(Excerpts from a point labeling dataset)
━━━

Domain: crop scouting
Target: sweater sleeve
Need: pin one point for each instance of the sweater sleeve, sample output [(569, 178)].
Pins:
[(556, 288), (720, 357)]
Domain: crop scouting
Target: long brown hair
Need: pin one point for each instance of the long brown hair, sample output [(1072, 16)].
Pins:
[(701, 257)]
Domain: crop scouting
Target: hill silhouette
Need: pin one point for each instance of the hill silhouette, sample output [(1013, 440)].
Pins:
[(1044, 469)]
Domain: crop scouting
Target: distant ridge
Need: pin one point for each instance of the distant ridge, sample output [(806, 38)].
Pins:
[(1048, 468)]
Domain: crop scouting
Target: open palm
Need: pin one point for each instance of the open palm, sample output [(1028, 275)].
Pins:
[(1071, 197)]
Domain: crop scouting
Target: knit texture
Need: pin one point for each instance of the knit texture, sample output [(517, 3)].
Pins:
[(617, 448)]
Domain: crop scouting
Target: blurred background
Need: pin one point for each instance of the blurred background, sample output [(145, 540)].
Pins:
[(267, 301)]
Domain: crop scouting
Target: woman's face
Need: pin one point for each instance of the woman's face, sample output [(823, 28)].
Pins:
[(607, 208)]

━━━

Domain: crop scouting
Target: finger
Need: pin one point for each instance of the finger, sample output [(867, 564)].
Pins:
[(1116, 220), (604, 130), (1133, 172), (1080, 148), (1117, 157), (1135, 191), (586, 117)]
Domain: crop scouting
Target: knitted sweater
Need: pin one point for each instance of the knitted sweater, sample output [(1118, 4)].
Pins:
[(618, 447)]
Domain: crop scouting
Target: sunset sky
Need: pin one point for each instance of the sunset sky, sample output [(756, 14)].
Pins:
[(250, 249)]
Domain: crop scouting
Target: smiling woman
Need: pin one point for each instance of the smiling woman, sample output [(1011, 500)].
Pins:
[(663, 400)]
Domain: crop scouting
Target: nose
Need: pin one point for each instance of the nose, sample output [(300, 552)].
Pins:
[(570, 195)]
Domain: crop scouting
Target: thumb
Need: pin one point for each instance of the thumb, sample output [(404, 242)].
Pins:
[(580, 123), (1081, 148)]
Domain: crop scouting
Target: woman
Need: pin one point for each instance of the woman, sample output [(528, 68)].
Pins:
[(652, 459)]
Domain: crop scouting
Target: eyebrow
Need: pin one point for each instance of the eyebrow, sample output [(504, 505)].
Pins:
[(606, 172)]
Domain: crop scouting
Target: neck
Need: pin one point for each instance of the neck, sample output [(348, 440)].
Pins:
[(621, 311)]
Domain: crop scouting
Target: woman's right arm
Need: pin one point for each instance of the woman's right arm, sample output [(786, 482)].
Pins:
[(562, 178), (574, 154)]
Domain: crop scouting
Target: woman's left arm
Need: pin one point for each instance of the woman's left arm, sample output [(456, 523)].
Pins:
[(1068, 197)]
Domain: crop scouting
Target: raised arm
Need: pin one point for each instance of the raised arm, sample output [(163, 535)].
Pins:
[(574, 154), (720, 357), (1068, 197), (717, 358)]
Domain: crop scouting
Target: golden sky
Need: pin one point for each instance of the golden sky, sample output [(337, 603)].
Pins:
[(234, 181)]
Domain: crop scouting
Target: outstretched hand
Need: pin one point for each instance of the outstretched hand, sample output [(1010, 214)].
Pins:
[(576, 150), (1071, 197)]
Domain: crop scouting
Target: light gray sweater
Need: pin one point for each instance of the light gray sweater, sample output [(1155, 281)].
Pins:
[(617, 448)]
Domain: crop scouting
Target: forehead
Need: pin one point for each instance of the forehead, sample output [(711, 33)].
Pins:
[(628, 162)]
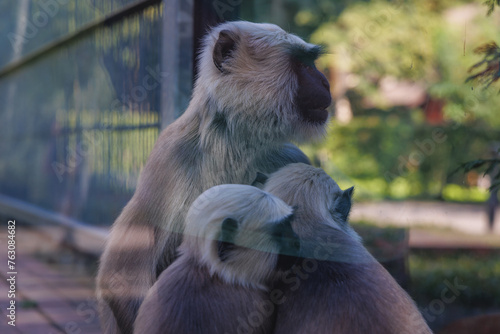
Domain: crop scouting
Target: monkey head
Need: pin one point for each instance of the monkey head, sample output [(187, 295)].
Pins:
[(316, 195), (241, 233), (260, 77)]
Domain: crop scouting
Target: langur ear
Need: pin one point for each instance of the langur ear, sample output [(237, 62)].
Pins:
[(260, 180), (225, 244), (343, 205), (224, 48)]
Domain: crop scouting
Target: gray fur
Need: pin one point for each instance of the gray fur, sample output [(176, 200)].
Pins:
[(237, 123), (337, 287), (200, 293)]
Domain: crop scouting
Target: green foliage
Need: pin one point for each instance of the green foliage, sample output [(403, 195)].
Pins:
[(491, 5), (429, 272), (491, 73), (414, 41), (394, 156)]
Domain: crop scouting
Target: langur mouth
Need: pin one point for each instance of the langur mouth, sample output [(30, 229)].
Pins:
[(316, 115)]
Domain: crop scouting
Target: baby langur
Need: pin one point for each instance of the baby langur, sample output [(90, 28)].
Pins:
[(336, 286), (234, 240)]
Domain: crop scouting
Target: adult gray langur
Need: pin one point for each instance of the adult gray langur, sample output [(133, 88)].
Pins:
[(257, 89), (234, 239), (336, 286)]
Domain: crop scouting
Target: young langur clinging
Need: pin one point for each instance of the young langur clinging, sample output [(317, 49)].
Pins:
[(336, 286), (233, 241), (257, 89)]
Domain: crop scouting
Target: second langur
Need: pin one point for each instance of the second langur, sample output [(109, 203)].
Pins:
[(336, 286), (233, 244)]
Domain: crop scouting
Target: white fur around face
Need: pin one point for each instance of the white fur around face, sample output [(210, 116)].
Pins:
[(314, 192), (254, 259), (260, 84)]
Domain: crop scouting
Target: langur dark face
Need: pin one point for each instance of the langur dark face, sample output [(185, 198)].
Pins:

━━━

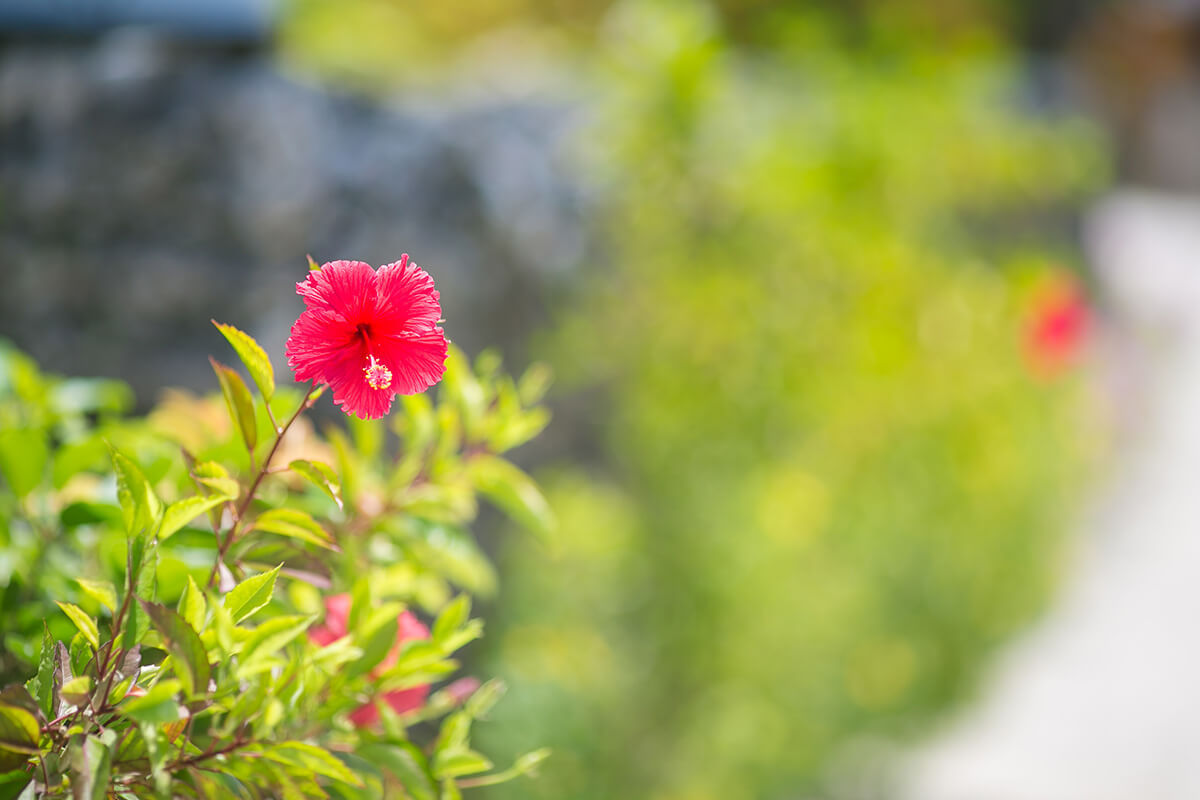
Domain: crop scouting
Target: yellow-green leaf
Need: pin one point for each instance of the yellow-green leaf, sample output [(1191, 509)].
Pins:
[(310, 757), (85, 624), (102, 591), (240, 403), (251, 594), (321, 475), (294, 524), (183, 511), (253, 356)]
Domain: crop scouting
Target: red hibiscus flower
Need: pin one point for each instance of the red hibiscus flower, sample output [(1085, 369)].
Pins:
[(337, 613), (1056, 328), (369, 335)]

━━━

PROBLEM REQUIREMENTS: Report each line of the data above that contains the string "nose", copying every such line in full.

TASK RESULT:
Target: nose
Need: pin one point for each instance of the nose, sample output [(300, 552)].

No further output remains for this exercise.